### WHAT IS ASKED:
Repeat everything in the data below word for word, from the line containing "If you could tag the city" down through the final line of the data, both included.

=== ITEMS ===

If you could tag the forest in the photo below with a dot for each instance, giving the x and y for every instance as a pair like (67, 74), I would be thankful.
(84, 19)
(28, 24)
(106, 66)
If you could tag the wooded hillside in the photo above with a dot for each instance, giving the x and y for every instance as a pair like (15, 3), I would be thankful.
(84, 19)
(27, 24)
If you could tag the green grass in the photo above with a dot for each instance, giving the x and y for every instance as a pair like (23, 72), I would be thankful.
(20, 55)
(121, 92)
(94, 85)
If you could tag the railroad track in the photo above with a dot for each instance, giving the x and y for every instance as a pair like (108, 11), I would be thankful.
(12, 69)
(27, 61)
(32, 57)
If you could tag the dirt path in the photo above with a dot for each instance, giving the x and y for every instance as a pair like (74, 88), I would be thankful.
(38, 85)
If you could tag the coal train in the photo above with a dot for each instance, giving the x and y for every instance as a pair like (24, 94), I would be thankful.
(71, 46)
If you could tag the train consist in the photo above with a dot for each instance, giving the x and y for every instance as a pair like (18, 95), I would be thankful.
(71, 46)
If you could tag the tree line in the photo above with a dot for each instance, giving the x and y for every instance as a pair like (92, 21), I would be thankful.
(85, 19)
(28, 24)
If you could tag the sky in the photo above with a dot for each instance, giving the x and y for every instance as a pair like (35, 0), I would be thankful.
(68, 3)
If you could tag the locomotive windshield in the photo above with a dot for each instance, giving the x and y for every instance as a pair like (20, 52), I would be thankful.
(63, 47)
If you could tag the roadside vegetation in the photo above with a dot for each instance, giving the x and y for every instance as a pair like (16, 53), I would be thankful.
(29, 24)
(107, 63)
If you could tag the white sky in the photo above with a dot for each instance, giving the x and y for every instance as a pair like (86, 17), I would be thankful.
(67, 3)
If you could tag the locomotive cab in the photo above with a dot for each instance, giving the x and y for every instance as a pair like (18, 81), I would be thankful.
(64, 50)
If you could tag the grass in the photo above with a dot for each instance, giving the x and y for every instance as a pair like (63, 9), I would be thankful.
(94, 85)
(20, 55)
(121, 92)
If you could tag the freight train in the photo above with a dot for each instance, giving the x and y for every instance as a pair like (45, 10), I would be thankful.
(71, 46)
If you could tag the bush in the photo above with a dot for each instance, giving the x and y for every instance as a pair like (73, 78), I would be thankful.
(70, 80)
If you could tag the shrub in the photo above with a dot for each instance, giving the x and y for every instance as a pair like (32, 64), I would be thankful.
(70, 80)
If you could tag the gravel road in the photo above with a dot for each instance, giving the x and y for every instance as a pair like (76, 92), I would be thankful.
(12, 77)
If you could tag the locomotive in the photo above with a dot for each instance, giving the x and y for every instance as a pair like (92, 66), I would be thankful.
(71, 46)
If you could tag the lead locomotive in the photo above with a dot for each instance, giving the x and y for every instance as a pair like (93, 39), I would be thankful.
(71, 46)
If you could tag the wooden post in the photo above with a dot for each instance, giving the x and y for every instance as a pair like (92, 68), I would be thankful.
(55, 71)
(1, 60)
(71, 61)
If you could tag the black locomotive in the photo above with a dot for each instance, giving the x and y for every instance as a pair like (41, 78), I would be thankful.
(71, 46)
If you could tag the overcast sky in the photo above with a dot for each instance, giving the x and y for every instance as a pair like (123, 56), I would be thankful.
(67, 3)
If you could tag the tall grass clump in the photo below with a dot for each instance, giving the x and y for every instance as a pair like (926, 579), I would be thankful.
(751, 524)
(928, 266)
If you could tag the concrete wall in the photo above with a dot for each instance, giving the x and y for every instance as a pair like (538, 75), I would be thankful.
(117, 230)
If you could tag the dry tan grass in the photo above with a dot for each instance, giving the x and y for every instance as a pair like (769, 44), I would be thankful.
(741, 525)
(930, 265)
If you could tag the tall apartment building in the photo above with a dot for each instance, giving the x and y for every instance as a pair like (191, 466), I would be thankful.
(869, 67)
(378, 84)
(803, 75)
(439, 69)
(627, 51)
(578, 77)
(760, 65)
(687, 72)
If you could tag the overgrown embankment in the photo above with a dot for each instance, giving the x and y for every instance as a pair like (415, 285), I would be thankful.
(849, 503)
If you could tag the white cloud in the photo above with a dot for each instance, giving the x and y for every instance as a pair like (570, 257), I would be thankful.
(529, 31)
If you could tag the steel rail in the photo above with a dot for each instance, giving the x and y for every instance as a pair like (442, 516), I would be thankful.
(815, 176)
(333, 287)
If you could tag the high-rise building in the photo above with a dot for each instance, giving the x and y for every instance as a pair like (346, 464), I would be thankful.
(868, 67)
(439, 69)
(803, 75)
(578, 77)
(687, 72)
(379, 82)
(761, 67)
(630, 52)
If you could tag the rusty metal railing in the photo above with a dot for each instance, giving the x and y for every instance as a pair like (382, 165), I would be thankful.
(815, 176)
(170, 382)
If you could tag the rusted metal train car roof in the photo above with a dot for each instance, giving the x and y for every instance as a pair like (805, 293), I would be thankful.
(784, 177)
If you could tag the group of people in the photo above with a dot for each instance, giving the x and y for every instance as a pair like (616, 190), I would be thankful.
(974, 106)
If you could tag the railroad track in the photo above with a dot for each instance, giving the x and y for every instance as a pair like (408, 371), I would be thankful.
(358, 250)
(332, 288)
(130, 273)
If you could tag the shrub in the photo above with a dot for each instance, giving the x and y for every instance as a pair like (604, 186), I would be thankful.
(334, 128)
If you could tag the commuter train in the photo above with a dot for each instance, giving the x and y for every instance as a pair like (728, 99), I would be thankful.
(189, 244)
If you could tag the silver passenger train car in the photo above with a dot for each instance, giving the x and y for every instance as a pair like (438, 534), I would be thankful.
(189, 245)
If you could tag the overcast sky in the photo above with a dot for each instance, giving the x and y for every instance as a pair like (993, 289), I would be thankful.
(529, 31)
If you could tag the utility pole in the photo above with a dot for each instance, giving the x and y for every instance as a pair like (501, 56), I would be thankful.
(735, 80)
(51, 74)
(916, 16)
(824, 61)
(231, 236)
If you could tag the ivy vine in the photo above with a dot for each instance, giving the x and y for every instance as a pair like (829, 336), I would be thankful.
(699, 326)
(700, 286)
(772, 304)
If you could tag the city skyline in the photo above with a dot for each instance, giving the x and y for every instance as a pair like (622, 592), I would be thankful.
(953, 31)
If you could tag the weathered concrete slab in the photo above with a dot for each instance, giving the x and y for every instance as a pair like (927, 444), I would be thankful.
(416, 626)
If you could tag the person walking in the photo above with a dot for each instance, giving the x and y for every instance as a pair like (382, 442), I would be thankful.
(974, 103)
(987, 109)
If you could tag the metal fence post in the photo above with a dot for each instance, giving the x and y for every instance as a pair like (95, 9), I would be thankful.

===

### RESPONSE:
If you could tag the city skyline in the photo above with a dot for each instance, giving the x and y for every instance as a pair like (622, 592), I would be thankful.
(953, 31)
If you could tag the weathered concrete slab in the photo above with a dot for each instance, giving the x and y for every instance as a pair like (927, 444), I would be thankful.
(416, 626)
If you could tag the person walking in the photo above with a dot for each instance, giving the x and y for every instance as a pair like (382, 442), I would be thankful.
(974, 103)
(987, 109)
If you could tag the metal fence post in the photo above with a dot for each instance, giving the x and y for every instance as a pair like (95, 9), I would be thankful.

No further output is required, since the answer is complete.